--- start of RECORDS PROVIDED ---

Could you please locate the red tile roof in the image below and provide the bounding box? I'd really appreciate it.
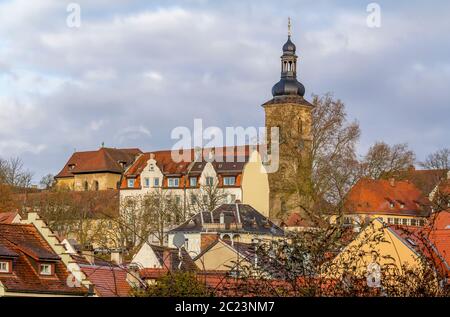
[0,212,19,224]
[345,179,429,217]
[13,189,119,219]
[121,146,250,189]
[80,265,131,297]
[56,148,142,178]
[0,224,88,296]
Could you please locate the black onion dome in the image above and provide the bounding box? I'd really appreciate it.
[283,36,297,54]
[272,78,305,97]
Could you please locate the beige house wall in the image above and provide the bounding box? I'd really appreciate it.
[242,151,270,218]
[325,220,420,278]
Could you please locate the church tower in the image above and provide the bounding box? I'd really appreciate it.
[263,19,313,221]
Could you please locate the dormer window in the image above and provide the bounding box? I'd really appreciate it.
[0,260,12,273]
[223,176,236,186]
[39,263,54,276]
[168,178,180,187]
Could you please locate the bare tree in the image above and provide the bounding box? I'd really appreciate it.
[116,190,185,249]
[39,174,55,190]
[419,148,450,170]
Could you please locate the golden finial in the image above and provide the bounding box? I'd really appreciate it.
[288,17,292,37]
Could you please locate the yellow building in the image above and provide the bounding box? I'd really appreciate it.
[55,147,141,191]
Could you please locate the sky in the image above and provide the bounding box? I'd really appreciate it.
[0,0,450,182]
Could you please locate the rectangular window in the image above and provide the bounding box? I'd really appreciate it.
[223,176,236,186]
[0,261,11,273]
[39,264,53,276]
[168,178,180,187]
[206,176,214,186]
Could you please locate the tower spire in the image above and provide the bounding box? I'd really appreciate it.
[288,17,292,37]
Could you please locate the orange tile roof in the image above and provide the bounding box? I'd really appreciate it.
[80,265,131,297]
[0,224,88,295]
[56,148,142,178]
[0,212,19,224]
[388,210,450,284]
[345,179,429,217]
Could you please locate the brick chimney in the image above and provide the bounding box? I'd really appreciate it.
[111,249,123,265]
[200,233,219,251]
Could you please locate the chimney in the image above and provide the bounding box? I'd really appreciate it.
[194,146,203,162]
[111,249,123,265]
[200,233,219,252]
[389,177,395,187]
[81,244,95,264]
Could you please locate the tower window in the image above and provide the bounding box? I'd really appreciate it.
[206,176,214,186]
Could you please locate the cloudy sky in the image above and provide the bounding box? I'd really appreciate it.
[0,0,450,181]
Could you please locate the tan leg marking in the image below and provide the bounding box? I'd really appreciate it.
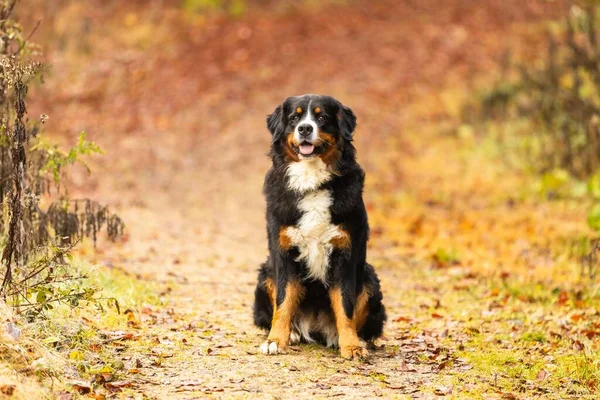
[329,225,351,249]
[279,226,292,250]
[265,278,277,311]
[329,288,369,359]
[260,281,304,354]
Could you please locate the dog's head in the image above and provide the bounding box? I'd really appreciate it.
[267,94,356,164]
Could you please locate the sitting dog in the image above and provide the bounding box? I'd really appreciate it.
[254,95,386,359]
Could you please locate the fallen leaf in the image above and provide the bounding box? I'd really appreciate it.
[0,384,16,396]
[535,369,550,382]
[124,309,142,329]
[69,381,92,394]
[104,381,133,390]
[434,386,452,396]
[4,322,21,340]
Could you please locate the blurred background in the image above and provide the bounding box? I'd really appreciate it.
[18,0,569,268]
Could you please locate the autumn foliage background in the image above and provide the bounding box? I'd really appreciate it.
[3,0,600,399]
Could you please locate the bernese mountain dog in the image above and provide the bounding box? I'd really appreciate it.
[254,95,386,359]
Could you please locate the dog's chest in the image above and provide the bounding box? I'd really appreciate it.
[287,190,340,283]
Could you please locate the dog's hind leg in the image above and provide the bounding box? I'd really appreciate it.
[254,260,275,330]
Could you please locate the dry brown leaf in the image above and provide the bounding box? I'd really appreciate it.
[0,384,16,396]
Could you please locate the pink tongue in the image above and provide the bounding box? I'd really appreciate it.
[300,144,315,156]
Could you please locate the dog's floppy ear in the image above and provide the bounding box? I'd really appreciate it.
[267,100,287,142]
[337,103,356,142]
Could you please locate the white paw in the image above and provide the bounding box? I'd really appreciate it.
[260,340,283,355]
[290,331,301,344]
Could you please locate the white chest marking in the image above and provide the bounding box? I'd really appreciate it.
[286,190,343,284]
[287,157,331,193]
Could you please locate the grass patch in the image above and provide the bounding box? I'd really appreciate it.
[0,258,160,399]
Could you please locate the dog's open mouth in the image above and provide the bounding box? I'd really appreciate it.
[299,141,315,156]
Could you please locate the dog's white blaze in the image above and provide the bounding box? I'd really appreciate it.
[287,157,331,193]
[294,102,319,143]
[286,190,343,284]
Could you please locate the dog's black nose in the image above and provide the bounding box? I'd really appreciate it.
[298,124,312,136]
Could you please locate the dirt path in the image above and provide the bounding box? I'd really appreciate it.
[27,1,572,399]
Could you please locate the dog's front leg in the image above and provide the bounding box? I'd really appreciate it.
[329,250,368,359]
[260,255,304,354]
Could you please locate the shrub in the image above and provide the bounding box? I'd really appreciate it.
[0,0,124,312]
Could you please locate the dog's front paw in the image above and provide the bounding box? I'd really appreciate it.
[260,339,287,355]
[290,330,302,345]
[340,346,369,360]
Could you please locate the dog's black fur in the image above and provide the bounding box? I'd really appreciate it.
[254,95,386,356]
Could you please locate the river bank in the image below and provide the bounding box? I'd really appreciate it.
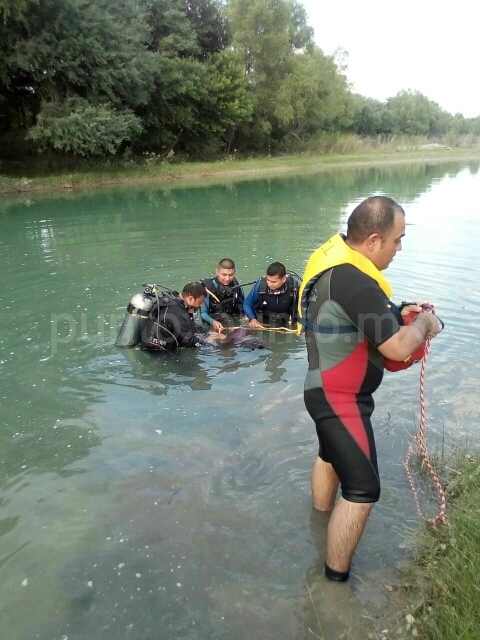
[382,453,480,640]
[0,147,480,196]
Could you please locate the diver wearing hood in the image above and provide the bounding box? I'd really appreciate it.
[142,282,207,351]
[200,258,244,331]
[243,262,300,328]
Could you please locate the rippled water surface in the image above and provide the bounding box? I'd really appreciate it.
[0,164,480,640]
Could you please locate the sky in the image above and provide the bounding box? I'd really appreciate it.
[300,0,480,117]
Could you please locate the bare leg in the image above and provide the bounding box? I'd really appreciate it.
[312,458,339,511]
[326,498,374,572]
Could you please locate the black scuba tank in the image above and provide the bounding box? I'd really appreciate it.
[115,284,157,347]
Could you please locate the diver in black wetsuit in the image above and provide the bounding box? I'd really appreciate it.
[243,262,299,328]
[200,258,244,332]
[142,282,207,351]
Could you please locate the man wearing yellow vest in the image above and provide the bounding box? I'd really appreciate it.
[299,196,442,582]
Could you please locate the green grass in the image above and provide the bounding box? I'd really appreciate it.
[0,137,480,195]
[400,455,480,640]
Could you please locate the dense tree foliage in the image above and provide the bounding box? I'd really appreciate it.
[0,0,480,160]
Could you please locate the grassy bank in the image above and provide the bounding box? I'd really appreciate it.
[0,147,480,195]
[391,454,480,640]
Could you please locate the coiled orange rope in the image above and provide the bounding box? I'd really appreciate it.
[404,332,448,527]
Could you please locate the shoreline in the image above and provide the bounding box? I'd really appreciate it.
[0,147,480,197]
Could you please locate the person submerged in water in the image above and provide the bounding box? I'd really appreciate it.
[243,262,299,329]
[141,282,207,351]
[200,258,244,332]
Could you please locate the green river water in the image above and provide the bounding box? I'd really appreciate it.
[0,163,480,640]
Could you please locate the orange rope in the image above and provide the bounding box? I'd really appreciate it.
[404,318,448,527]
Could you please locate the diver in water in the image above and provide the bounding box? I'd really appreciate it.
[243,262,299,328]
[200,258,244,332]
[141,282,207,351]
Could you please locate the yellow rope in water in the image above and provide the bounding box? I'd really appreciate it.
[227,324,297,334]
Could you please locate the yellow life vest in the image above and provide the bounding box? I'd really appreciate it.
[297,233,392,333]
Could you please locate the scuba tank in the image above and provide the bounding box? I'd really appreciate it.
[115,284,158,347]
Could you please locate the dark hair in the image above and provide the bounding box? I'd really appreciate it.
[267,262,287,278]
[347,196,405,244]
[218,258,235,269]
[182,282,207,300]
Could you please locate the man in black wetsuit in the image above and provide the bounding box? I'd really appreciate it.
[300,196,441,582]
[243,262,299,329]
[142,282,207,351]
[200,258,244,332]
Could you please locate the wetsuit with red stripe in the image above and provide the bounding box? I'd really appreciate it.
[305,264,400,502]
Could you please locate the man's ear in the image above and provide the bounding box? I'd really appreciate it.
[366,233,382,252]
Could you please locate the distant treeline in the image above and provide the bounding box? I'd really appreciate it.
[0,0,480,162]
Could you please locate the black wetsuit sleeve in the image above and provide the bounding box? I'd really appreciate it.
[330,265,400,347]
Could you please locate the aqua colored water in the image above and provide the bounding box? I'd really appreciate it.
[0,163,480,640]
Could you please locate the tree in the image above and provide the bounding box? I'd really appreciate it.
[0,0,154,153]
[229,0,313,146]
[27,98,142,156]
[185,0,230,59]
[388,91,444,135]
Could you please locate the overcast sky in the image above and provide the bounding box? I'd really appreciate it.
[300,0,480,117]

--- end of RECORDS PROVIDED ---

▶ **STATED PROBLEM**
Identify every line in the material above that contains the word "marking", matching case exactly.

▶ **RESULT OF THE TASK**
Could you please locate the tan leg marking in the image below and provide the bounding box? I'd really appreciate it.
Could you please locate the white chest marking in the image above and provide the bounding box? I'd really appreciate it.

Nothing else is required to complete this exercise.